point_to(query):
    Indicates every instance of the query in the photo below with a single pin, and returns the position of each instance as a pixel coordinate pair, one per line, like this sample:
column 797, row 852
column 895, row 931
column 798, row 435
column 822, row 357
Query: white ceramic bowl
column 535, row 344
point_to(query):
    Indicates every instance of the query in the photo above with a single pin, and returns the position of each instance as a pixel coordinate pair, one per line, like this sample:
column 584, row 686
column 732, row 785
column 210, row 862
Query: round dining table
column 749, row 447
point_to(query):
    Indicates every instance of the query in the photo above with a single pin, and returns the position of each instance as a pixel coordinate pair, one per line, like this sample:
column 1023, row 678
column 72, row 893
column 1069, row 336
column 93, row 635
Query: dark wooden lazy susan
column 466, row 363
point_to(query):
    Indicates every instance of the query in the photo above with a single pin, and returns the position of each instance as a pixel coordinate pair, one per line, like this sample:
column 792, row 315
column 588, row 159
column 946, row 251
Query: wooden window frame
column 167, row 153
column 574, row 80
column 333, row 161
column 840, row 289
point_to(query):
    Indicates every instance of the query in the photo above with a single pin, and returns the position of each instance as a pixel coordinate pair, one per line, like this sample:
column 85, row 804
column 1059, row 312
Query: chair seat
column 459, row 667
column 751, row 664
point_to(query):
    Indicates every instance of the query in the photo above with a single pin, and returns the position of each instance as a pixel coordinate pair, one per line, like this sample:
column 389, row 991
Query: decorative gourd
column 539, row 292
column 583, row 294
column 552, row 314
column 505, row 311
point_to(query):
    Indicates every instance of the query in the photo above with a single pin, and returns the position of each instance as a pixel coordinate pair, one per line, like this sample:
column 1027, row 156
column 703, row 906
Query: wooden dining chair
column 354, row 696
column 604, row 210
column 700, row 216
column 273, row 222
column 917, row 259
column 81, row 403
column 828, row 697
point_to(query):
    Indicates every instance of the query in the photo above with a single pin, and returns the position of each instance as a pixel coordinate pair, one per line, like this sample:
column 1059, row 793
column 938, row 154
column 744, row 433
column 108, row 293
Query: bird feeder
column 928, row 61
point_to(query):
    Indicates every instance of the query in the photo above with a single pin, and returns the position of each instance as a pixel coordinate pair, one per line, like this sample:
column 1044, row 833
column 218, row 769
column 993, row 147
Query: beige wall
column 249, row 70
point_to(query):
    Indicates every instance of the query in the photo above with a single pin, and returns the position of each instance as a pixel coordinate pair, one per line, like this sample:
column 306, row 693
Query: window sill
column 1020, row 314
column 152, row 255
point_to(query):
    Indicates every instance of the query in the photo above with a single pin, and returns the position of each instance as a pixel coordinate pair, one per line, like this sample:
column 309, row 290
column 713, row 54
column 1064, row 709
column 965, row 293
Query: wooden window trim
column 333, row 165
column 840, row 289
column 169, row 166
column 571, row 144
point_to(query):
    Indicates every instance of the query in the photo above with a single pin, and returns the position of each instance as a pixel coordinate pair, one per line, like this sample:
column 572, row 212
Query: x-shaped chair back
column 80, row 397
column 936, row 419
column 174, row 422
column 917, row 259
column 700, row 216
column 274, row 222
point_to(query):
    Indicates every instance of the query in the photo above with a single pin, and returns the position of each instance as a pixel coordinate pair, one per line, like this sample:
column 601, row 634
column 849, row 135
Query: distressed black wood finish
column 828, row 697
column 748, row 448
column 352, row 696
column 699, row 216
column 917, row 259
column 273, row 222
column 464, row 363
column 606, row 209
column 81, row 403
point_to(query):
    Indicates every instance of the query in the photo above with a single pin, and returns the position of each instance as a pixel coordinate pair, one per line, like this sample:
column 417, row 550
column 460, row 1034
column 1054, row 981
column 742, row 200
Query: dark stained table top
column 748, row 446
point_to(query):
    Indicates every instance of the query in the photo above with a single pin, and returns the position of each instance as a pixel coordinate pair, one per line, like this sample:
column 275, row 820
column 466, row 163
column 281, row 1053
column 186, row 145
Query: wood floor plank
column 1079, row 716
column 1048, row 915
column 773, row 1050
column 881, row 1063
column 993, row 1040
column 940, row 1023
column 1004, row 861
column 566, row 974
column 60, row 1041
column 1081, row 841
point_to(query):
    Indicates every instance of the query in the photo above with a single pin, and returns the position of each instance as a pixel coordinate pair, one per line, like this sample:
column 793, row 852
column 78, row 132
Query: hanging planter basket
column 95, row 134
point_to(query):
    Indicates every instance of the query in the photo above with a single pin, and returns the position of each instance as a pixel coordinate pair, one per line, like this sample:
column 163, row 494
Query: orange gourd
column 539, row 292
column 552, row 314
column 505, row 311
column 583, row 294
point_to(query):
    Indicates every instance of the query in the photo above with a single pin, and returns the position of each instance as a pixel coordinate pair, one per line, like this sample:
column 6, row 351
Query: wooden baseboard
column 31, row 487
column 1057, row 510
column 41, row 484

※ ※ ※

§ Short exercise: Put every line of the rows above into a JSON list of strings, one string per line, and leave out any blank lines.

§ Finished answer:
[
  "point_to(query):",
  "    Indicates every instance of the query in the photo below with a single pin, and returns the position of each instance as a pixel coordinate pair, one per line, like this sample:",
  "column 797, row 852",
  "column 895, row 931",
  "column 798, row 435",
  "column 822, row 357",
  "Query: white ceramic bowl",
  "column 535, row 344",
  "point_to(query):",
  "    Indicates every instance of the query in the photo above with a single pin, and returns the position of each instance as a pixel coordinate pair, one per line, like this sample:",
  "column 584, row 686",
  "column 732, row 785",
  "column 210, row 862",
  "Query: round dining table",
  "column 749, row 447",
  "point_to(query):",
  "    Indicates every instance of the query in the photo above with a single pin, and returns the position of each instance as a pixel coordinate pair, one per line, like this sample:",
  "column 1023, row 678",
  "column 72, row 893",
  "column 1069, row 336",
  "column 93, row 635",
  "Query: dark wooden lazy susan",
  "column 466, row 363",
  "point_to(query):",
  "    Indicates every instance of the query in the photo above with a single pin, and returns the position of each instance as a pixel coordinate pair, one per line, like this sample:",
  "column 792, row 315",
  "column 588, row 159",
  "column 946, row 251",
  "Query: wooden window frame",
  "column 167, row 153",
  "column 574, row 80",
  "column 333, row 161",
  "column 840, row 289",
  "point_to(query):",
  "    Indicates every instance of the query in the photo above with a single pin, and returns the position of each instance as a pixel coordinate pair, one per line, like this sample:",
  "column 85, row 804",
  "column 1059, row 312",
  "Query: chair seat",
  "column 459, row 667",
  "column 751, row 664",
  "point_to(query):",
  "    Indicates every instance of the query in the photo above with a single pin, and returns the position of each instance as a pixel coordinate pair, one per line, like this sample:",
  "column 389, row 991",
  "Query: decorative gourd",
  "column 539, row 292",
  "column 583, row 294",
  "column 552, row 314",
  "column 505, row 311",
  "point_to(query):",
  "    Indicates every instance of the query in the photo above with a single pin, and returns the position of each instance as a pixel coordinate pair, one per line, like this sample:",
  "column 1027, row 156",
  "column 703, row 906",
  "Query: wooden dining chair",
  "column 354, row 696",
  "column 604, row 210",
  "column 700, row 216",
  "column 273, row 222",
  "column 917, row 259",
  "column 81, row 403",
  "column 828, row 697",
  "point_to(query):",
  "    Indicates every instance of the query in the photo above with a single pin, and returns the position of each instance as a pixel coordinate pair, one per line, like this sample:",
  "column 1059, row 793",
  "column 938, row 154",
  "column 744, row 433",
  "column 108, row 293",
  "Query: bird feeder",
  "column 928, row 61",
  "point_to(query):",
  "    Indicates every instance of the query in the photo above with a single pin, and returns the position of each instance as a pixel coordinate pair, one per line, like this sample:",
  "column 1044, row 833",
  "column 218, row 769",
  "column 993, row 147",
  "Query: beige wall",
  "column 249, row 70",
  "point_to(query):",
  "    Indicates every instance of the query in the photo above with a single pin, and returns the position of each instance as a pixel coordinate pair, one per line, like this sample:",
  "column 306, row 693",
  "Query: window sill",
  "column 1020, row 314",
  "column 152, row 255",
  "point_to(query):",
  "    Indicates every instance of the query in the photo above with a single pin, and returns the position of each instance as a pixel coordinate pair, one per line, like this sample:",
  "column 309, row 290",
  "column 713, row 54",
  "column 1064, row 709",
  "column 965, row 293",
  "Query: wooden window trim",
  "column 333, row 165",
  "column 840, row 289",
  "column 169, row 166",
  "column 571, row 144",
  "point_to(query):",
  "    Indicates every instance of the query in the photo above with a single pin, and returns the position of each instance as a pixel coordinate pair, one per line, like this sample:",
  "column 572, row 212",
  "Query: x-shaped chair back",
  "column 80, row 397",
  "column 936, row 419",
  "column 174, row 422",
  "column 917, row 259",
  "column 700, row 216",
  "column 274, row 222",
  "point_to(query):",
  "    Indicates every instance of the query in the photo above with a single pin, and returns the position of each instance as a pixel coordinate pair, one per line, like this sample:",
  "column 601, row 634",
  "column 849, row 135",
  "Query: distressed black wood finish",
  "column 828, row 697",
  "column 748, row 448",
  "column 352, row 696",
  "column 699, row 216",
  "column 917, row 259",
  "column 273, row 222",
  "column 464, row 363",
  "column 606, row 209",
  "column 81, row 403",
  "point_to(query):",
  "    Indicates every instance of the query in the photo above with a single pin, and returns the position of each instance as a pixel coordinate pair, one per line, like this sample:",
  "column 417, row 550",
  "column 460, row 1034",
  "column 1054, row 981",
  "column 742, row 200",
  "Query: dark stained table top",
  "column 748, row 446",
  "point_to(query):",
  "    Indicates every instance of the query in the photo above with a single pin, and returns the position of each instance as a pixel coordinate pair, one per line, like this sample:",
  "column 275, row 820",
  "column 466, row 163",
  "column 281, row 1053",
  "column 186, row 145",
  "Query: wood floor plank",
  "column 1079, row 716",
  "column 1048, row 915",
  "column 773, row 1050",
  "column 881, row 1063",
  "column 993, row 1040",
  "column 940, row 1023",
  "column 1004, row 861",
  "column 566, row 974",
  "column 60, row 1041",
  "column 1081, row 841",
  "point_to(query):",
  "    Indicates every instance of the query in the photo above with a single pin, and returns the position of each instance as a pixel coordinate pair, one per line, like this sample:",
  "column 793, row 852",
  "column 78, row 132",
  "Query: hanging planter basket",
  "column 95, row 134",
  "point_to(query):",
  "    Indicates every instance of the query in the photo above with a single pin, and returns the position of each instance as a pixel coordinate pair, one per line, like this sample:",
  "column 163, row 494",
  "Query: orange gourd",
  "column 539, row 292",
  "column 552, row 314",
  "column 505, row 311",
  "column 583, row 294",
  "point_to(query):",
  "    Indicates every instance of the query in the photo above with a single pin, and returns the position of each instance as a pixel coordinate pair, one per line, like this sample:",
  "column 6, row 351",
  "Query: wooden baseboard",
  "column 31, row 487",
  "column 1057, row 510",
  "column 41, row 484"
]